▶ _EXERCISE INSTRUCTIONS_:
Nothing but the lines from the one containing "Need: one point per instance of the red currant cluster" to the end of the data should be returned, each exactly as written.

▶ _DATA FOR REVIEW_:
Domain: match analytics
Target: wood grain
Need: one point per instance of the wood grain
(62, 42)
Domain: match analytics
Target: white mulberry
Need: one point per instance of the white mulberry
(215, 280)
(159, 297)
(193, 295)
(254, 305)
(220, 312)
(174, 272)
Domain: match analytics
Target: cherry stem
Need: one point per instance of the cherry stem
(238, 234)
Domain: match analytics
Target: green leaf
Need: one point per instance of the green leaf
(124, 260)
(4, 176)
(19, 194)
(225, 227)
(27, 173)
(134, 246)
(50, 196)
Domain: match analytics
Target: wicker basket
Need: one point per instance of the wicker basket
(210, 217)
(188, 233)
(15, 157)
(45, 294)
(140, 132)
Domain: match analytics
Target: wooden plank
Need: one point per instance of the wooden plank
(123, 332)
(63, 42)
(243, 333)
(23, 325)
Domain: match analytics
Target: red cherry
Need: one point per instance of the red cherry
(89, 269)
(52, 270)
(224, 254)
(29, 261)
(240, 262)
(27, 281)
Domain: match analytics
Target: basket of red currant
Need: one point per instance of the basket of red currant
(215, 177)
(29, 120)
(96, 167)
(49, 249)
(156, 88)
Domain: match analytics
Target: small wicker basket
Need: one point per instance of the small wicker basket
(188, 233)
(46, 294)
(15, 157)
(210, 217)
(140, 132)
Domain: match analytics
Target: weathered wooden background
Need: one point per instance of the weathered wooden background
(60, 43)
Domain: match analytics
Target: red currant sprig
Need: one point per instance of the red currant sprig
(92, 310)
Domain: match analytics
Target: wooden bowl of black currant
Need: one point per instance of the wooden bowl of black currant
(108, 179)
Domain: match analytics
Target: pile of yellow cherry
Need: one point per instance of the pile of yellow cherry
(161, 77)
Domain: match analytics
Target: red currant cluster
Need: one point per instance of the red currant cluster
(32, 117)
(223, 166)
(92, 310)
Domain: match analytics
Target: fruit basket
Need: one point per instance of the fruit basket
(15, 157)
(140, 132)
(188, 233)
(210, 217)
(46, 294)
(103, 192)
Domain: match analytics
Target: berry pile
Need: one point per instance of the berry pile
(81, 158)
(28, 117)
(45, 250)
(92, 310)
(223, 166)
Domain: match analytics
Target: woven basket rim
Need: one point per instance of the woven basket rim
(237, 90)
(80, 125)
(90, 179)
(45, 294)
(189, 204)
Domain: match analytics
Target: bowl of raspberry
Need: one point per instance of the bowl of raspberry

▶ _ANSWER BOX_:
Need: one point per instance of the red currant cluster
(32, 117)
(223, 166)
(92, 310)
Domain: match analytics
Target: fruit basket
Need: one point per instance of the fruit basket
(15, 157)
(140, 132)
(188, 233)
(210, 217)
(46, 294)
(103, 192)
Domain: match analytics
Target: berry pile
Need: one point per instance of the berry pile
(81, 158)
(28, 117)
(45, 250)
(92, 310)
(223, 166)
Domain: match analytics
Target: woven basket rim
Need: one point per instance of the woven basket rim
(237, 90)
(80, 125)
(90, 179)
(45, 294)
(189, 204)
Domain: match analytics
Target: bowl of raspberry
Need: one point per instance of the bowl of raspberry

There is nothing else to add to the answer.